Directions for this task - Reproduce exactly the entries from the "the woman, the" line to the end. Skip all pictures.

####################

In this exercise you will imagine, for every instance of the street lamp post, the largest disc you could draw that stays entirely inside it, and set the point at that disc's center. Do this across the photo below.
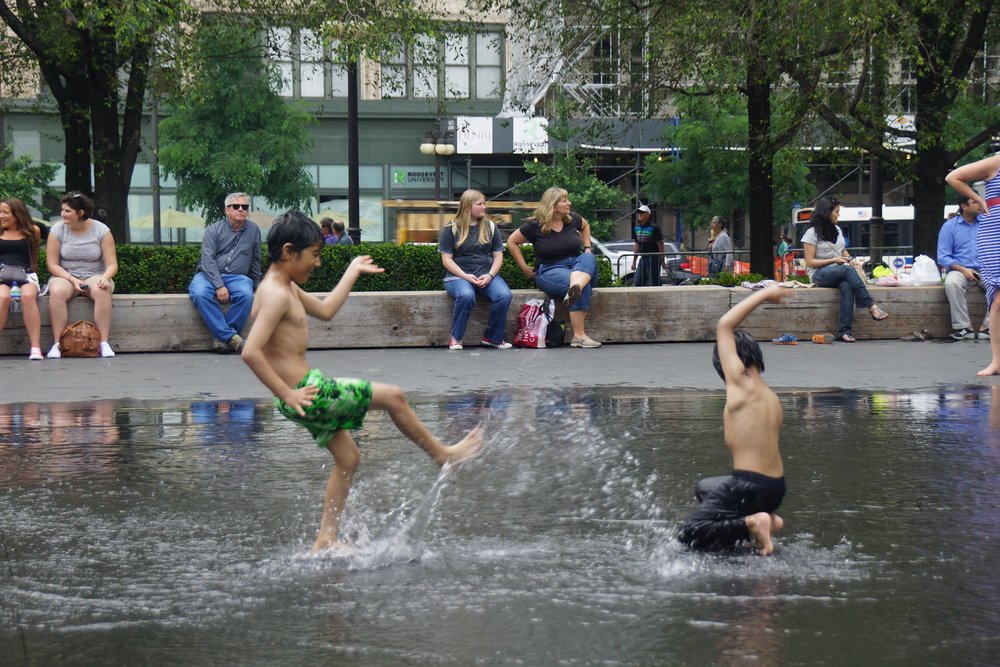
(437, 143)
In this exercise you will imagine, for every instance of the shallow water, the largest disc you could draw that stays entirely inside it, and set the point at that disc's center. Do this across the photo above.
(171, 533)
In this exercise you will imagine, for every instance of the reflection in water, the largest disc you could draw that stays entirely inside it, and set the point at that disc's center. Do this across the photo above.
(181, 531)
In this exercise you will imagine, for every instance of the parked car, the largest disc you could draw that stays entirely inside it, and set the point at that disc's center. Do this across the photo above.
(621, 253)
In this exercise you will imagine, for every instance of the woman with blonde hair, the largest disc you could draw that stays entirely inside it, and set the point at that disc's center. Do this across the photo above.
(565, 267)
(472, 252)
(19, 239)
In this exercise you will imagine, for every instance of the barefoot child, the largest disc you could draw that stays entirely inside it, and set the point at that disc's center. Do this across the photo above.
(275, 351)
(742, 505)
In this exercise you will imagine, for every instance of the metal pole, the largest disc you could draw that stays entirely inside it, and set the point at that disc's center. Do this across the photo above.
(353, 159)
(154, 167)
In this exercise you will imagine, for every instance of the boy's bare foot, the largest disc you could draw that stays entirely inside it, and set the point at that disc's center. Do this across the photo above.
(759, 525)
(331, 547)
(460, 451)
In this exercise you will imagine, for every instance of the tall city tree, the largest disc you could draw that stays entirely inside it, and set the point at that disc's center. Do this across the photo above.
(95, 60)
(669, 48)
(933, 44)
(231, 131)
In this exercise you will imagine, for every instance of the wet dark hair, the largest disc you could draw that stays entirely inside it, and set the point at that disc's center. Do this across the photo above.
(747, 349)
(79, 202)
(822, 219)
(295, 228)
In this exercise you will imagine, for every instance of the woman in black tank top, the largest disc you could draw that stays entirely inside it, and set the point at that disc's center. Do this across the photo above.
(19, 238)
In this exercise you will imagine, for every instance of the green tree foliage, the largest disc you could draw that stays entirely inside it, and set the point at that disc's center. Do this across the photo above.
(956, 108)
(21, 179)
(708, 174)
(95, 59)
(231, 132)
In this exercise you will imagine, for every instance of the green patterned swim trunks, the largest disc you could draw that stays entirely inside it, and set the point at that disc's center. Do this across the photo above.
(340, 405)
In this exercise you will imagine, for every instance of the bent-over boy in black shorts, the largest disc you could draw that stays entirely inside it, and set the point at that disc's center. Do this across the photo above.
(742, 506)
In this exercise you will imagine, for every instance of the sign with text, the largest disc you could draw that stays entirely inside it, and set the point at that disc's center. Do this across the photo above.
(474, 134)
(531, 135)
(403, 177)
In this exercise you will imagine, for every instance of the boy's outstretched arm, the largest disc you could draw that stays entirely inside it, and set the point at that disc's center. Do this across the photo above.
(731, 364)
(327, 307)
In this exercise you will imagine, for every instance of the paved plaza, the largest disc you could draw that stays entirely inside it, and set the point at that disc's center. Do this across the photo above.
(868, 365)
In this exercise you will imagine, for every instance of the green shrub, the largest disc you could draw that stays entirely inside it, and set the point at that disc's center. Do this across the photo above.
(408, 268)
(732, 279)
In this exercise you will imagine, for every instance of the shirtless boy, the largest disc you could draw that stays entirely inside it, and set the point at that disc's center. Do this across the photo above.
(739, 507)
(275, 351)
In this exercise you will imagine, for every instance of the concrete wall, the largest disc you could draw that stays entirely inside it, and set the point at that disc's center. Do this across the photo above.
(165, 323)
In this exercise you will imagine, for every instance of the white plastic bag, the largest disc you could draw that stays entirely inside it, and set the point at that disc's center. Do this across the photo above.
(925, 271)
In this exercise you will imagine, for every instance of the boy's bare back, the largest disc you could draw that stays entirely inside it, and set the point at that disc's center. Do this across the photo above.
(752, 417)
(279, 301)
(752, 421)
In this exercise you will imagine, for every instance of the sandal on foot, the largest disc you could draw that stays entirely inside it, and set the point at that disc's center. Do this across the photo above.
(572, 295)
(586, 342)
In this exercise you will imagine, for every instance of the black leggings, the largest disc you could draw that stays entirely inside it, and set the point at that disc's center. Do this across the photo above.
(718, 523)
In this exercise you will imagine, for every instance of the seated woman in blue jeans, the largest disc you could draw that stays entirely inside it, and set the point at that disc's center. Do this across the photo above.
(830, 265)
(563, 271)
(472, 252)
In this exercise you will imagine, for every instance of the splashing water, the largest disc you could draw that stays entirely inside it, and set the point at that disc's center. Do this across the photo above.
(181, 531)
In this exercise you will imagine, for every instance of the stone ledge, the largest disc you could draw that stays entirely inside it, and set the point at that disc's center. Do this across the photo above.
(170, 323)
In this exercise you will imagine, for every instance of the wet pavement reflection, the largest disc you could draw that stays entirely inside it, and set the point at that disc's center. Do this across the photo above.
(173, 532)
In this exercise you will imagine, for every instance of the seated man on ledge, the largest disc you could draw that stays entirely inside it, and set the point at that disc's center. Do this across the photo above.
(958, 256)
(228, 272)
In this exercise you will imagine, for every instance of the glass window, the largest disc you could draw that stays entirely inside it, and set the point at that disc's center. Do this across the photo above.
(311, 65)
(488, 74)
(458, 67)
(394, 76)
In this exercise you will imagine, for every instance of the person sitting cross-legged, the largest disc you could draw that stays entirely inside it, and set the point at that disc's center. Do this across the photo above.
(228, 273)
(958, 256)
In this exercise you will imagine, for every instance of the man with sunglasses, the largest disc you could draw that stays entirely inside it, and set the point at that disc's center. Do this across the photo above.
(228, 273)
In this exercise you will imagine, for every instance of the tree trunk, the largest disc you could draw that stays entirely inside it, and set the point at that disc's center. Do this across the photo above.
(761, 166)
(76, 132)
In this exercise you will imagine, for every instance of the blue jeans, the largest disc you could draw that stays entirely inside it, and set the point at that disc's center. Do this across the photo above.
(223, 326)
(465, 294)
(647, 272)
(852, 290)
(553, 279)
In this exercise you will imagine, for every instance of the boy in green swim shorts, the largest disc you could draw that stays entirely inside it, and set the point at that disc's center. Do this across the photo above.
(275, 351)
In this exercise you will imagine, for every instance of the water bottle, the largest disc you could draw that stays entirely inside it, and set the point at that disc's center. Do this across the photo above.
(15, 298)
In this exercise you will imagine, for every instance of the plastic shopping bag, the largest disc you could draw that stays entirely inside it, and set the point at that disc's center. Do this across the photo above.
(533, 323)
(925, 271)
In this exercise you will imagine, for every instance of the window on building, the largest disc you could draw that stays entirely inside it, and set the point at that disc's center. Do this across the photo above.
(458, 66)
(307, 64)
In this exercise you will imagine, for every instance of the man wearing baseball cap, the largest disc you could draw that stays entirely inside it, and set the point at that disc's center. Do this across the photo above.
(648, 249)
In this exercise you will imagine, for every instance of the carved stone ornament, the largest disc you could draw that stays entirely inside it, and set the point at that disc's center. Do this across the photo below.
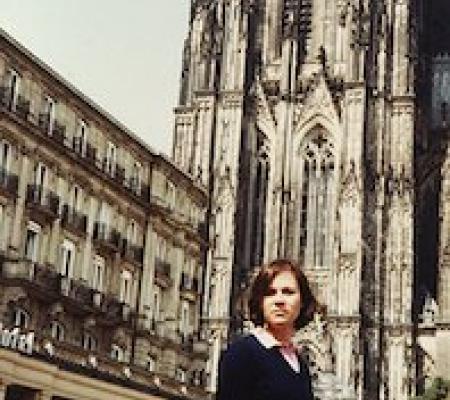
(316, 101)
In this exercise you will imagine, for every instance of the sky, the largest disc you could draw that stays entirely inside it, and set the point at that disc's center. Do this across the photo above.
(125, 55)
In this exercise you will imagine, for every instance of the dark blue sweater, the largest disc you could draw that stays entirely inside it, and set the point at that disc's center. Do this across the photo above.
(250, 371)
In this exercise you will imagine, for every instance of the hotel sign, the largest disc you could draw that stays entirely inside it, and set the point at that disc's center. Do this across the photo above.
(13, 339)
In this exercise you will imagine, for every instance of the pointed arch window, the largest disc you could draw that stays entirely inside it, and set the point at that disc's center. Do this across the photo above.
(317, 200)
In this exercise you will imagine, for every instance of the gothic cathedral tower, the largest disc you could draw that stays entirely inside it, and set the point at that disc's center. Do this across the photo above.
(320, 130)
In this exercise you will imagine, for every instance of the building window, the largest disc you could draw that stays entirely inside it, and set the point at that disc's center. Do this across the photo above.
(5, 157)
(21, 319)
(76, 198)
(57, 331)
(111, 158)
(41, 176)
(184, 319)
(132, 232)
(117, 353)
(151, 363)
(316, 204)
(67, 258)
(32, 242)
(170, 195)
(12, 85)
(126, 283)
(156, 307)
(180, 375)
(89, 342)
(98, 271)
(47, 116)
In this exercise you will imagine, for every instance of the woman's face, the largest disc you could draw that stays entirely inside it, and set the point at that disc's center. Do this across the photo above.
(282, 303)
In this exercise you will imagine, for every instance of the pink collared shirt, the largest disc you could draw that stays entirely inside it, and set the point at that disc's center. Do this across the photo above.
(287, 351)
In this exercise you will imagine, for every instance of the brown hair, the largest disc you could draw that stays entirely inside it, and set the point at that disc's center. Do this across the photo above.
(261, 285)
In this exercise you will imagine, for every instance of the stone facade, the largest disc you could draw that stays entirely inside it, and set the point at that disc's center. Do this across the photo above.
(320, 129)
(101, 249)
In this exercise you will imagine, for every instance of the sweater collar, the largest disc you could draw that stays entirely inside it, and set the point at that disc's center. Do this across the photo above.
(267, 339)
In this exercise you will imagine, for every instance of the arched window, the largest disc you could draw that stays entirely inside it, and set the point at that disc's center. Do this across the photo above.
(316, 200)
(21, 319)
(261, 183)
(57, 331)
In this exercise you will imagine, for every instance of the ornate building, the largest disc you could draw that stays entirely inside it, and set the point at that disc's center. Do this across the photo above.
(320, 129)
(101, 250)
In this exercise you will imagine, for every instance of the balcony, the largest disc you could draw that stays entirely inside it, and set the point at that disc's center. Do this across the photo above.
(73, 220)
(41, 278)
(8, 183)
(132, 253)
(43, 203)
(115, 311)
(162, 273)
(105, 237)
(139, 190)
(85, 150)
(77, 290)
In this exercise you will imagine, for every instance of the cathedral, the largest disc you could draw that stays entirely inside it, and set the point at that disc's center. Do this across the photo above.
(320, 129)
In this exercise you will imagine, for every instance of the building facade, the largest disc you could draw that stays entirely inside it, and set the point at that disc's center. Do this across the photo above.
(320, 129)
(101, 250)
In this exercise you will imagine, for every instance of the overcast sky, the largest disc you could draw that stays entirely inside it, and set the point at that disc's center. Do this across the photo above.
(123, 54)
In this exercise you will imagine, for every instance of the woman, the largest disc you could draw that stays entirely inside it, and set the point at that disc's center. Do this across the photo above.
(265, 364)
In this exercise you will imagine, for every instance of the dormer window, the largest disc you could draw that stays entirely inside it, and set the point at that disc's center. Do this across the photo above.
(57, 331)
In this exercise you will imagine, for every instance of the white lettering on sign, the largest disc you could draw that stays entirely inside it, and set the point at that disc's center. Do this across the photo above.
(13, 339)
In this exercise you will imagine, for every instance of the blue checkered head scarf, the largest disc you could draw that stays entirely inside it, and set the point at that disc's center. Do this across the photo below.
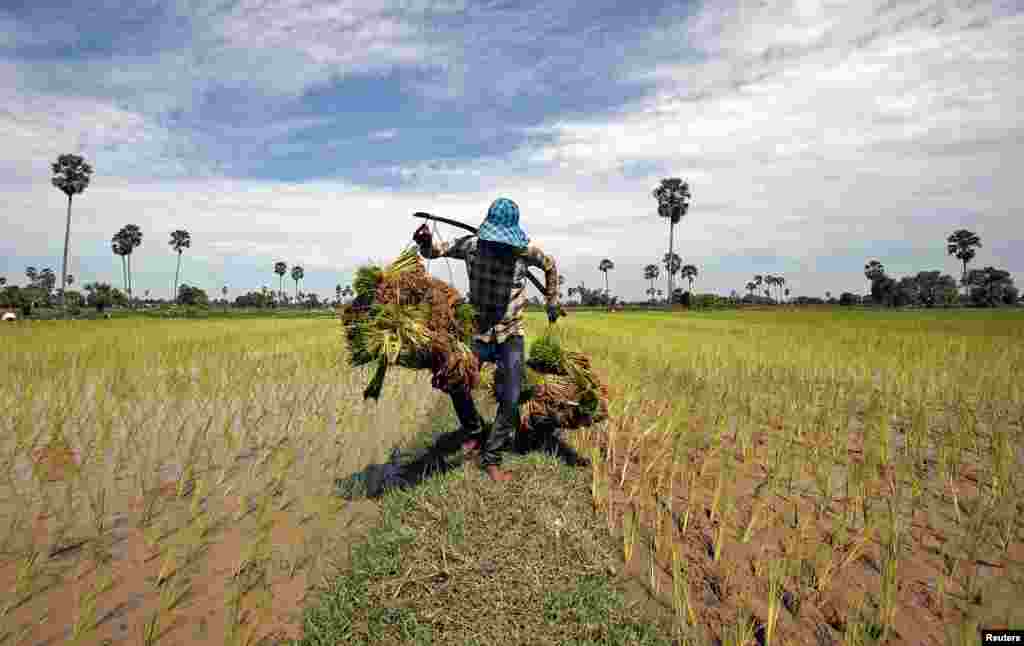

####################

Solution to this exercise -
In this exercise you will imagine, for every instance of the woman, the largest disc you could draw that stays entirely inside it, and set the point at that disc's center. Do this across the photo above.
(265, 364)
In this exercise you will imagine, for every instance of the dormer window, the largest disc you could draw that stays entirely inside it, and set the point at that disc's center. Do this across the photo above.
(57, 331)
In this exercise you will imagine, for every instance of the white lettering on sign, the largest disc you could draw that stays entirely inside it, and set the point at that disc's center. Do this across the photo above.
(13, 339)
In this exercise you will imagine, for every instance of the blue checkered head scarf, the largest disc you could draw that stays entirely inside it, and set the point at that disc's center. Do this across the photo below.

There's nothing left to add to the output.